___ Selected text ___

# Would Elvish Rope Hurt an Orc?



## Grima Wormtongue (Mar 26, 2019)

We all know that Sam's rope burns Gollum (many seem to say this is because Gollum is evil, but some say that it's because he's been connected to the Ring for as long as he has.)

Would the rope have the same effect on an orc (because, as we know, orcs are evil) as it did on Gollum?


----------



## Deleted member 12094 (Mar 26, 2019)

Whenever I read that part of LotR I find it a strange twist that that rope hurt Gollum this way.

What's challenging about analyzing fantasy books is until where can one actually search for a rational explanation. Think e.g about the disappearing wolf bodies in Hollin, etc... I could think of the following "explanation", but be well advised not to take this with excessive confidence. 

The rope had some "magical" (elven) characteristics:

_He cast an end to his master. The darkness seemed to lift from Frodo’s eyes, or else his sight was returning. He could see the grey line as it came dangling down, and he thought it had a faint silver sheen.

‘Then I’m afraid it must have been the knot,’ said Frodo.
Sam shook his head and did not answer. He was passing the rope through his fingers thoughtfully. ‘Have it your own way, Mr. Frodo,’ he said at last, ‘but I think the rope came off itself – when I called.’_​
It can therefore be assumed that such virtues could not be produced without some use or influence of a Ring of Power, in casu Nenya, which was kept by Galadriel in Lorien where the rope was made.

___

Given exercise 1. Write down the passage from the thread about Elvish rope word for word, starting with "## Deleted member" and going on through "with excessive confidence.".

___ Recorded data ___

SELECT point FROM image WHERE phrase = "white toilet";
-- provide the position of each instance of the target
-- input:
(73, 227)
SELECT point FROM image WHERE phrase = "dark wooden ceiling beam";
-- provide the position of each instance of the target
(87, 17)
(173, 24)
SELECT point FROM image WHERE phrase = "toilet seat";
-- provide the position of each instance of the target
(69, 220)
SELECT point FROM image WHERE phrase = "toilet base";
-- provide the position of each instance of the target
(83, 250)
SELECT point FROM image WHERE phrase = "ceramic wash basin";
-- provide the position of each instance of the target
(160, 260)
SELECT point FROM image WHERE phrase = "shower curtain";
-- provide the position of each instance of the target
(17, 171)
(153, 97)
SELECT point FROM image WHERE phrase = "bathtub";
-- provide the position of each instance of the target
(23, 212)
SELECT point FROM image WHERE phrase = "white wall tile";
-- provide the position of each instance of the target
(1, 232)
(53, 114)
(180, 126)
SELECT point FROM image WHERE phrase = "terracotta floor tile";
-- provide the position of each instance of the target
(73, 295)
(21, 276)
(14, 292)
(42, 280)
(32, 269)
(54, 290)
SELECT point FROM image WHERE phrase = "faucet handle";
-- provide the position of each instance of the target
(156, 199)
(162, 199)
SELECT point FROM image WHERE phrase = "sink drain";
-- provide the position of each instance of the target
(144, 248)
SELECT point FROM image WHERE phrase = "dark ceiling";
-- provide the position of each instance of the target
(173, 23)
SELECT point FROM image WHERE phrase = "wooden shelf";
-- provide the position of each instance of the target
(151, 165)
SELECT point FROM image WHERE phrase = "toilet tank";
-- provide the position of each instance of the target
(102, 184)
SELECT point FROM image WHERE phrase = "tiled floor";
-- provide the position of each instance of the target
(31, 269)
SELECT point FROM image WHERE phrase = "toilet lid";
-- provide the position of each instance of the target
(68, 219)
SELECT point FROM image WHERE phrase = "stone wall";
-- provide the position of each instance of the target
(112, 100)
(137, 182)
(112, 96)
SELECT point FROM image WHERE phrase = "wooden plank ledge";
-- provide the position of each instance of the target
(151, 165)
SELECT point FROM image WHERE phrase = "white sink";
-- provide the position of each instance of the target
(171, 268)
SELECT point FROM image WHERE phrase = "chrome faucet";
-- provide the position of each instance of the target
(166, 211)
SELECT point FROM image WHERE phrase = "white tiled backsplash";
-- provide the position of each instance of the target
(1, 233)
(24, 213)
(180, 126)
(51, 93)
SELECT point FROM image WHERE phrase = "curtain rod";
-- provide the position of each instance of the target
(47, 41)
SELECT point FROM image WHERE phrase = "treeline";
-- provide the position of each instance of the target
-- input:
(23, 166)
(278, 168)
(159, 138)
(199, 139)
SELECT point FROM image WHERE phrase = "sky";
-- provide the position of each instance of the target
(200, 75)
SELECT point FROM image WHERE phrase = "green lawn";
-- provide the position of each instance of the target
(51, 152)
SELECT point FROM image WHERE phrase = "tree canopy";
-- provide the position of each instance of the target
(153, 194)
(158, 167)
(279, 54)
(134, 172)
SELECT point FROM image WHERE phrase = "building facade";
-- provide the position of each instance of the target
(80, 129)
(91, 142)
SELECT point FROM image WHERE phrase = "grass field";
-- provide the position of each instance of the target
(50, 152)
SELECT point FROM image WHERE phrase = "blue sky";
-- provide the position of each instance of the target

___

Given exercise 2. Locate each row that contains the string "faucet" and copy those rows in full. Case counts, so match it exactly.

Solution 1.
## Deleted member 12094 (Mar 26, 2019)

Whenever I read that part of LotR I find it a strange twist that that rope hurt Gollum this way.

What's challenging about analyzing fantasy books is until where can one actually search for a rational explanation. Think e.g about the disappearing wolf bodies in Hollin, etc... I could think of the following "explanation", but be well advised not to take this with excessive confidence.

Solution 2.
SELECT point FROM image WHERE phrase = "faucet handle";
SELECT point FROM image WHERE phrase = "chrome faucet";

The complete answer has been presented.